(Entries drawn from a collection)

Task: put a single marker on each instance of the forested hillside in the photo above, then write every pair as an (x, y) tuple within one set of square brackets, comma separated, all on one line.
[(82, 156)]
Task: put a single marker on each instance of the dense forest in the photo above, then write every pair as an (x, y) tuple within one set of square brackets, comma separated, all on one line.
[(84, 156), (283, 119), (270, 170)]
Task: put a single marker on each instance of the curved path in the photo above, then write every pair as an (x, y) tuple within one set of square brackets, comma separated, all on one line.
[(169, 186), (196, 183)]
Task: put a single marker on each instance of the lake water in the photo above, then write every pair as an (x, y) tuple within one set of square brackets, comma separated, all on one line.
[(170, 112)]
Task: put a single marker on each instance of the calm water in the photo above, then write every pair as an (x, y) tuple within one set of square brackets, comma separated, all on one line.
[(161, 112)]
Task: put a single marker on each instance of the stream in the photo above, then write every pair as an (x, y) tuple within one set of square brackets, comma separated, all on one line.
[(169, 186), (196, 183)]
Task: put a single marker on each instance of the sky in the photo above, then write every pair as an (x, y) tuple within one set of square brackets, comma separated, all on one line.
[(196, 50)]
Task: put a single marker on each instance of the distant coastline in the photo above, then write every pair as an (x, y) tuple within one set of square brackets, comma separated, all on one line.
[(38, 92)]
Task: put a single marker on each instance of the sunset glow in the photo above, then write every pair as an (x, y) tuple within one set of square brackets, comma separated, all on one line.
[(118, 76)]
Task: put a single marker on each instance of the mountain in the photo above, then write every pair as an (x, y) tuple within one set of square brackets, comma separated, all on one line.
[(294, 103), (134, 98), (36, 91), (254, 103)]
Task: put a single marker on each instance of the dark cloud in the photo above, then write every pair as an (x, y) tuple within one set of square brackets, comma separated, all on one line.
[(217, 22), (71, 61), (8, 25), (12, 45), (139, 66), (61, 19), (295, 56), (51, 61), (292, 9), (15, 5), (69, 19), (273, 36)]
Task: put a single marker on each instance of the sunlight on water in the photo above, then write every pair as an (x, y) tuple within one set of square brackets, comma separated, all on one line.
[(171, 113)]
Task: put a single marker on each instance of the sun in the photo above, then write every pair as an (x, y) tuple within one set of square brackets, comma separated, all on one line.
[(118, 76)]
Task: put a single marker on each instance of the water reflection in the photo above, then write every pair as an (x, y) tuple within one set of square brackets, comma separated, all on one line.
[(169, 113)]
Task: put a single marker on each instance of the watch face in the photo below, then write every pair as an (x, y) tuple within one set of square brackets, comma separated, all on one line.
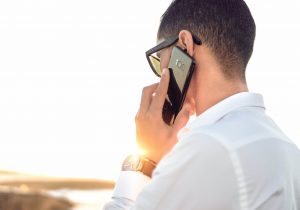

> [Aim of the task]: Reproduce every one of the records above word for word, omitting the pictures from your reply.

> [Expected output]:
Task: put a single marker on each instance of the forested hillside in the photo above, then write every pair as an (x, y) tuple within one set of square brackets, comma separated, all on one line.
[(82, 156)]
Task: put a single marker on each instance of the dense forest in the photo above, then write every pair as an (x, y) tuple within one set of square brackets, comma separated, all on one line.
[(84, 156), (283, 119), (270, 170)]
Task: put a single marker on each instance of the curved path in the photo above, then write every pair as an (x, y) tuple within one set of square brackets, comma separated, all on one line.
[(169, 186), (196, 183)]
Task: put a single marker on each instance of the lake water in the photo above, then write every pair as an (x, y) tuple within one set of square brackets, comma separated, all on one line.
[(170, 112)]
Task: put a single marker on each instance of the calm water in the photo above, then write every pair as an (x, y) tuple within one set of square brackets, comma separated, all on one line.
[(161, 112)]
Task: put a single marker on each instance of the stream in the photo above, then write every pair as an (x, y) tuple within one set of square brackets, comma separated, all on one line.
[(169, 186), (196, 183)]
Task: put a single marker on each instance of the sky in the photo above, then write every pair as an (x, y) tuple within one set of square brackets, comma separated, all on one line.
[(196, 50)]
Task: put a single marker on each instance of the distant coastline in the photo above, then write every pair as an (x, y) tuple within one set of square brackets, comma separated, all on one line.
[(38, 92)]
Task: put a single marker on each instance of the sunset glow in the photo above, then write every pair as an (x, y) tuple within one set of square brackets, comma separated, all on one line.
[(118, 76)]
Task: put a single marker on each instance of the mountain in the photo above, then write every pair as an (x, y) tuple within one set of square brackets, comma separated, all on one line.
[(294, 103), (134, 98), (36, 91), (254, 103)]
Task: put a single marker on each instance of the dark cloud in the photo above, then write every pair as an (x, y) tuple within one set of square brackets, comma separated, all on one line.
[(217, 22), (71, 61), (8, 25), (12, 45), (139, 66), (61, 19), (295, 56), (51, 61), (292, 9), (15, 5), (69, 19), (273, 36)]
Task: put a single marker on each instance of the sunlight on water in the photo above, then write every pair as an (x, y) tuple within one set of square brackets, comma separated, all on one line.
[(171, 113)]
Task: put a single marker on each instance of the sun in the photo above, then write every pair as an (x, y) tuple within one set of square brackets, comma separated, all on one line.
[(118, 76)]
Task: put a single marker on each instance of the water reflection in the photo above, then write every pair as an (x, y) tuple within one set of square brackets, comma separated, all on one line.
[(169, 113)]
Task: put a single marker on each instance of the watch face in the photo below, then write every pair as an (x, y) tuple within one set of square brackets, comma separated, all on one line.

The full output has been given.